Source passage:
I'm operating on some data that looks like below: dataFrame
the command that I'm performing is :
library(magrittr)
#subsetting the data for MAC-OS & sorting by event-timestamp.
macDF <- eventsDF %>%
SparkR::select("device", "event_timestamp") %>%
SparkR::filter("device = macOS") %>%
SparkR::arrange("event_timestamp")
display(macDF)
And the error I get is:
Error in h(simpleError(msg, call)) :
error in evaluating the argument 'x' in selecting a method for function 'arrange': unable to find an inherited method for function ‘filter’ for signature ‘"character", "missing"’
Some(<code style = 'font-size:10p'> Error in h(simpleError(msg, call)): error in evaluating the argument 'x' in selecting a method for function 'arrange': unable to find an inherited method for function ‘filter’ for signature ‘"character", "missing"’ </code>)

Extracted records:

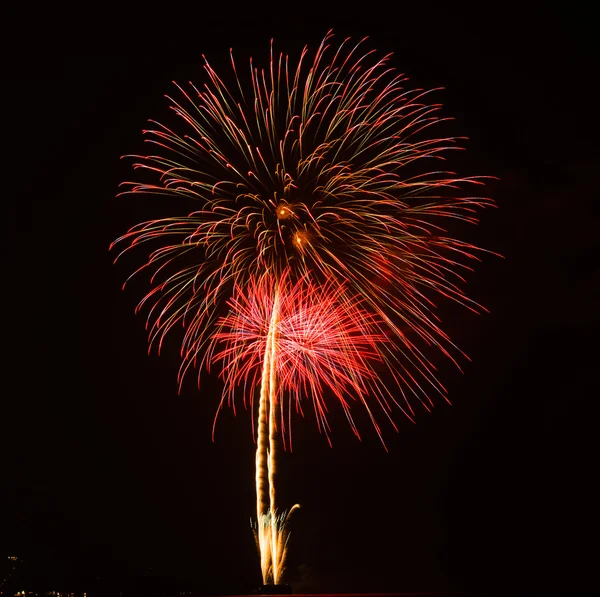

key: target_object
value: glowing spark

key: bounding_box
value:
[112,33,493,582]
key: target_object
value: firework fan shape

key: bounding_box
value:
[206,272,394,449]
[113,32,493,582]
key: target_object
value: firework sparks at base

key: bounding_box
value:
[112,33,493,583]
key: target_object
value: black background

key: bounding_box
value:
[5,5,599,594]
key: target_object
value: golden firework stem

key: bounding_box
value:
[265,289,280,584]
[256,290,279,584]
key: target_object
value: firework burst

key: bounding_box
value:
[113,34,492,582]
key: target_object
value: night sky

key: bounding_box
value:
[5,5,600,593]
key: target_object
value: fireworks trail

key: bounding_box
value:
[112,33,493,583]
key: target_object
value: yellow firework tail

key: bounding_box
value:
[255,290,300,584]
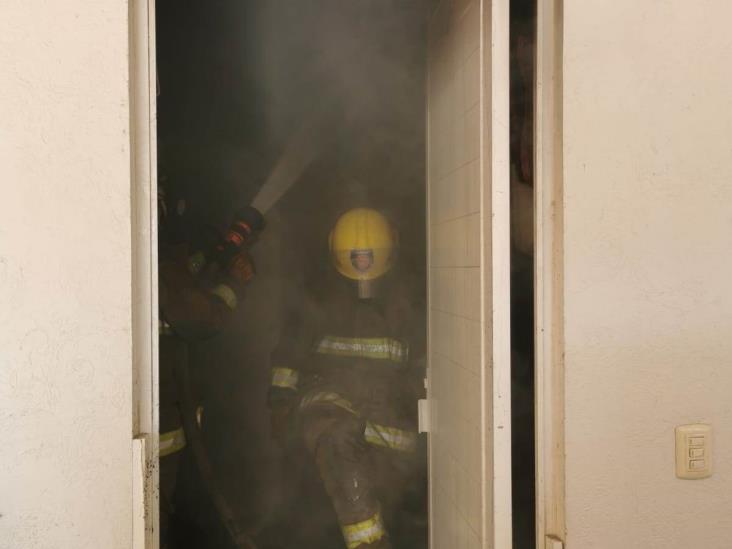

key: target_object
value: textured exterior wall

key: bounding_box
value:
[563,0,732,549]
[0,0,132,549]
[428,0,484,549]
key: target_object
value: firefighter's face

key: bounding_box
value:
[351,250,374,273]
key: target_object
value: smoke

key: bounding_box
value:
[158,0,429,549]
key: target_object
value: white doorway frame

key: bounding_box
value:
[534,0,566,549]
[129,0,159,549]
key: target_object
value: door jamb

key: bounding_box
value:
[534,0,566,549]
[129,0,159,549]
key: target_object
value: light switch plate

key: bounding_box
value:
[676,423,713,480]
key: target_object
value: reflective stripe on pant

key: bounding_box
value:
[300,391,417,452]
[341,513,386,549]
[302,404,390,549]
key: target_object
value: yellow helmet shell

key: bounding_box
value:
[330,208,396,280]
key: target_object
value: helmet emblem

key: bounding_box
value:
[351,250,374,273]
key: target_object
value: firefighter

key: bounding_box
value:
[269,208,424,549]
[158,189,263,549]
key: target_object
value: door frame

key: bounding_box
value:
[129,0,159,549]
[534,0,566,549]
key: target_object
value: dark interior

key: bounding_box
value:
[156,0,535,549]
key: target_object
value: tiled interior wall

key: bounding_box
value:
[428,0,483,549]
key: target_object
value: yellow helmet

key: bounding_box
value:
[330,208,397,281]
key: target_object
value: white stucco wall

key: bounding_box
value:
[563,0,732,549]
[0,0,132,549]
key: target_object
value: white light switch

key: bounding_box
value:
[676,423,712,480]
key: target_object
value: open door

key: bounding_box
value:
[427,0,512,549]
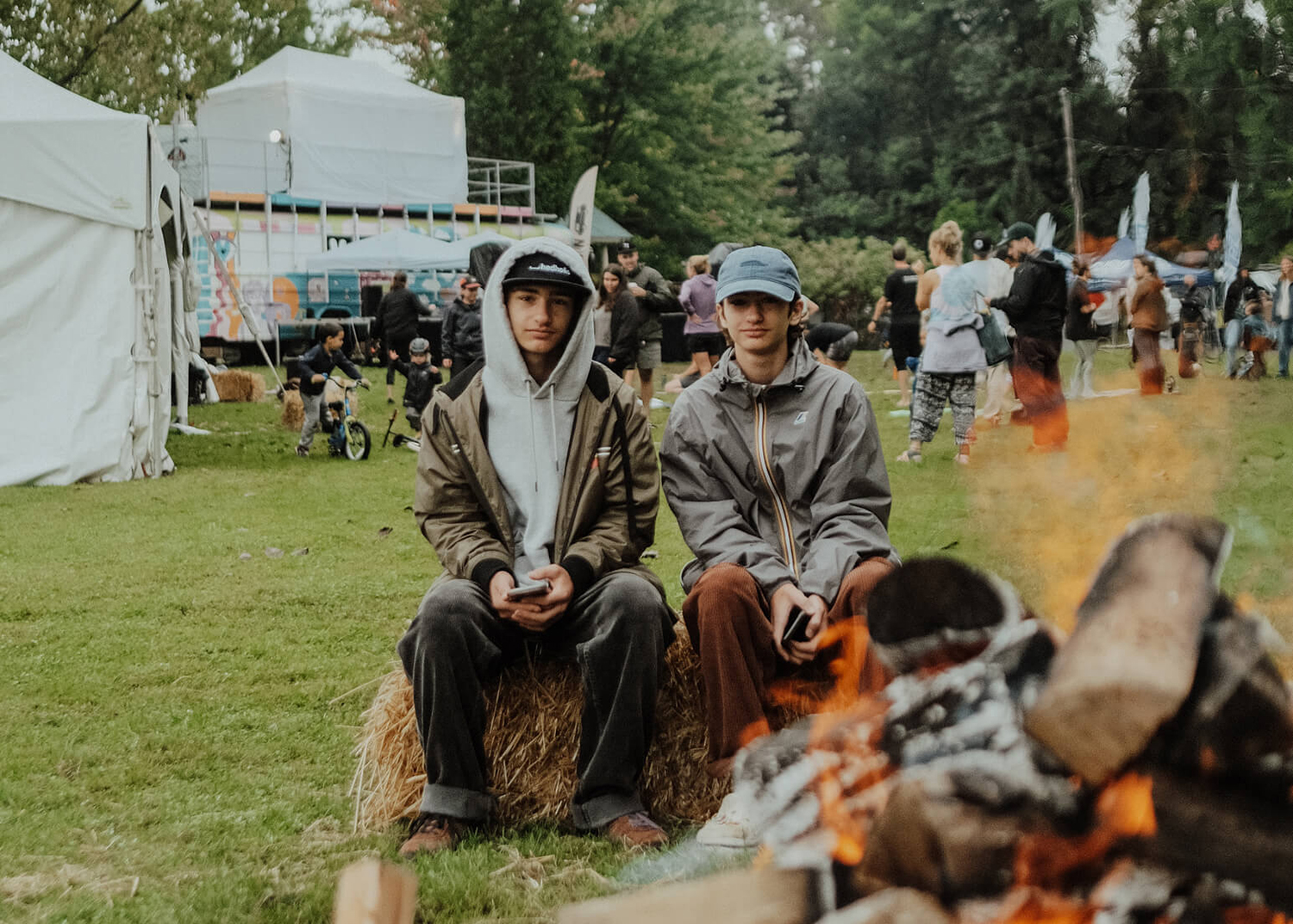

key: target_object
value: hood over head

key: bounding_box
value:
[481,238,597,401]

Task list:
• a. In the SparkR question, which two columns does the command select?
• b. Rewrite the part of the SparkR question that begins at the words "#subsetting the data" and stops after "display(macDF)", and rename "macDF" to "macEvents".
• c. Pick up the SparkR question after its last sentence and write what comes next.

Outputs:
• a. "device" and "event_timestamp"

• b.
#subsetting the data for MAC-OS & sorting by event-timestamp.
macEvents <- eventsDF %>%
SparkR::select("device", "event_timestamp") %>%
SparkR::filter("device = macOS") %>%
SparkR::arrange("event_timestamp")
display(macEvents)

• c.
Any help would be appreciated, Thanks!
I couldn't precisely replicate your error, but I created an example eventsDF dataframe in R, converted it to a Spark dataframe, and updated a bit of your code.
Here's an example in the style you started with. Note the call to SparkR::expr which allows you provide a sql expressions for Spark to put in the where clause it is building. Since this example uses expr() to build a sql where clause, macOS needs to be quoted:
library(magrittr)
eventsDF = data.frame(device=c("macOS","redhat","macOS"),event_timestamp=strptime(c('2022-01-13 12:19','2021-11-14 08:02','2021-12-01 21:33'),format="%Y-%m-%d %H:%M")) %>%
SparkR::as.DataFrame()
macDF <- eventsDF %>%
SparkR::select(eventsDF$device, eventsDF$event_timestamp) %>%
SparkR::filter(SparkR::expr("device='macOS'")) %>%
SparkR::arrange('event_timestamp') %>%
display()
How I might do it:
library(dplyr)
library(SparkR)
eventsDF = data.frame(device=c("macOS","redhat","macOS"),event_timestamp=strptime(c('2022-01-13 12:19','2021-11-14 08:02','2021-12-01 21:33'),format="%Y-%m-%d %H:%M")) %>%
as.DataFrame()
macDF <- eventsDF %>%
select(c('device','event_timestamp')) %>%
filter(eventsDF$device=='macOS') %>%
arrange('event_timestamp') %>%
display()